Start of Task data

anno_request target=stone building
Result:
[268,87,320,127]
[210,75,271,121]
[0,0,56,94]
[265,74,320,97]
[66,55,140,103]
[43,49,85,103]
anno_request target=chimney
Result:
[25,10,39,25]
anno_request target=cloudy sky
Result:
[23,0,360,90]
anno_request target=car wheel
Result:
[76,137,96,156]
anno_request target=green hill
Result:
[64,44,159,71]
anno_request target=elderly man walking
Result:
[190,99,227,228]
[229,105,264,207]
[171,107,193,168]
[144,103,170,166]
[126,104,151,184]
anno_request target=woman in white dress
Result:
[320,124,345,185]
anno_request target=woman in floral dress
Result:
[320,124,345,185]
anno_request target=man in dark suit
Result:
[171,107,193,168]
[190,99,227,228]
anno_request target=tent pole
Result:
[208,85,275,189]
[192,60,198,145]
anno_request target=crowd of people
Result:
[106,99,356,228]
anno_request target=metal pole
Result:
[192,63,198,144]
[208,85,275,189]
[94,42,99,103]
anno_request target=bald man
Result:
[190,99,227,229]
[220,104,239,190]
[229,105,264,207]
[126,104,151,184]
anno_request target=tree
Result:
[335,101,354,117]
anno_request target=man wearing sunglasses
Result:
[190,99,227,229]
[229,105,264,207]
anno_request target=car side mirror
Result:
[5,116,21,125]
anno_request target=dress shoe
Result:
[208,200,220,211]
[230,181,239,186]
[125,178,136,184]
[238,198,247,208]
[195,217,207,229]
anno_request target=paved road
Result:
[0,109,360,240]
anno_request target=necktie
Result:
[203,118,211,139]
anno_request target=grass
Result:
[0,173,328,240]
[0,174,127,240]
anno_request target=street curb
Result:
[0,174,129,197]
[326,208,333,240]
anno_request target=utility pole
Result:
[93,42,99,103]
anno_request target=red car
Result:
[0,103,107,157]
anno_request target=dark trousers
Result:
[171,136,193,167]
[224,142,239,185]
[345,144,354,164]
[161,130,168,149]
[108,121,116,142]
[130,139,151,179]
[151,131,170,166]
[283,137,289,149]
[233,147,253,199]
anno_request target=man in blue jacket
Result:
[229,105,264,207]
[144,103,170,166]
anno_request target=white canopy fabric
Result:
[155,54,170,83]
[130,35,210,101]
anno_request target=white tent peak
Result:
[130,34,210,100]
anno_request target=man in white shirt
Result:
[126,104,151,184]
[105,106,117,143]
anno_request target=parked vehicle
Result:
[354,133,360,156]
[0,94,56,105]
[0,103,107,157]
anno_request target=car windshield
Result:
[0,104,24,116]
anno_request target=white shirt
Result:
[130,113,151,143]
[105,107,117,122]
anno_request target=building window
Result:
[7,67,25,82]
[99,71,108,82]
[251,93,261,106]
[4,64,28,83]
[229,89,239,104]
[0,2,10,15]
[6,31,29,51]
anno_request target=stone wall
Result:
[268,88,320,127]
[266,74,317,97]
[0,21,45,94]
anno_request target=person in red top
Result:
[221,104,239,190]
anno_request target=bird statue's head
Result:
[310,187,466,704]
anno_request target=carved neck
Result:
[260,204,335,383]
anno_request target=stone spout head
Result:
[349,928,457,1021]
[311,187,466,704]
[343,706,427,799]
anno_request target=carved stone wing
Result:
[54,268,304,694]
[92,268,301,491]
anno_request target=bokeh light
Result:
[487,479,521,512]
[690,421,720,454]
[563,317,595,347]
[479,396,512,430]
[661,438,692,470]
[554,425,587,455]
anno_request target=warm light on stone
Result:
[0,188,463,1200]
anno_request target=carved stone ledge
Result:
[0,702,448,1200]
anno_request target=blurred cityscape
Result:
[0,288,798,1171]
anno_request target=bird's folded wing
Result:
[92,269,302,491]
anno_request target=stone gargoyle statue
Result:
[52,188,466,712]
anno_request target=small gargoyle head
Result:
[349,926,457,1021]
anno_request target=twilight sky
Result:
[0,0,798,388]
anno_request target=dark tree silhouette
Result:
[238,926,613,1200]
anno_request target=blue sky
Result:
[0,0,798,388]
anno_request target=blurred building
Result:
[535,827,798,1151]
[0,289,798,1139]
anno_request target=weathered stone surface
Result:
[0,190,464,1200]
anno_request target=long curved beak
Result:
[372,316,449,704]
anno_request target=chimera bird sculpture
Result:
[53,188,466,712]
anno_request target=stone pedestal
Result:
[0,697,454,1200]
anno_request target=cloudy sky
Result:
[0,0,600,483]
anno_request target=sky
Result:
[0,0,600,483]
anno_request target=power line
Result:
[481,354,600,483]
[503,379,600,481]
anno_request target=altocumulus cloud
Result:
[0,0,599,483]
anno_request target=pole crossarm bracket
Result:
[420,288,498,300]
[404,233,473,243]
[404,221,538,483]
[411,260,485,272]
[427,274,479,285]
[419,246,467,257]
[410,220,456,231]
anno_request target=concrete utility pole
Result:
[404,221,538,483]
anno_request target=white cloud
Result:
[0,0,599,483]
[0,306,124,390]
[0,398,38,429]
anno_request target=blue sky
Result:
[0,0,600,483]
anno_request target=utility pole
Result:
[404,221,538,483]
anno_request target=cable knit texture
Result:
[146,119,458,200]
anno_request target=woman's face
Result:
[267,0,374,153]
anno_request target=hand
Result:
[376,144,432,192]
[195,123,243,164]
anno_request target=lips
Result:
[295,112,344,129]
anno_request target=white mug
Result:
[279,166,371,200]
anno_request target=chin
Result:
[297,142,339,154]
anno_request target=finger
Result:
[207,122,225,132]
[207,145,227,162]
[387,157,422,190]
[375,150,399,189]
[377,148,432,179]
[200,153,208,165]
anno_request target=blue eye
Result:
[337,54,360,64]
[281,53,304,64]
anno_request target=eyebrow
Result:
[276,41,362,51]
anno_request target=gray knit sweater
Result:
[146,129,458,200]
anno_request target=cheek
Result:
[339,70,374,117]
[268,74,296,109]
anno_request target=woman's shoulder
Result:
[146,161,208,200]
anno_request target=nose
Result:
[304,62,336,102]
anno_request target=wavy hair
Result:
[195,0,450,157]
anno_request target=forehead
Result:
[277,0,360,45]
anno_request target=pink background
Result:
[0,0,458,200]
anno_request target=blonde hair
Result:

End of Task data

Collect each line of the material that contains the word "blurred".

anno_request target=blurred cityscape
anno_request target=blurred building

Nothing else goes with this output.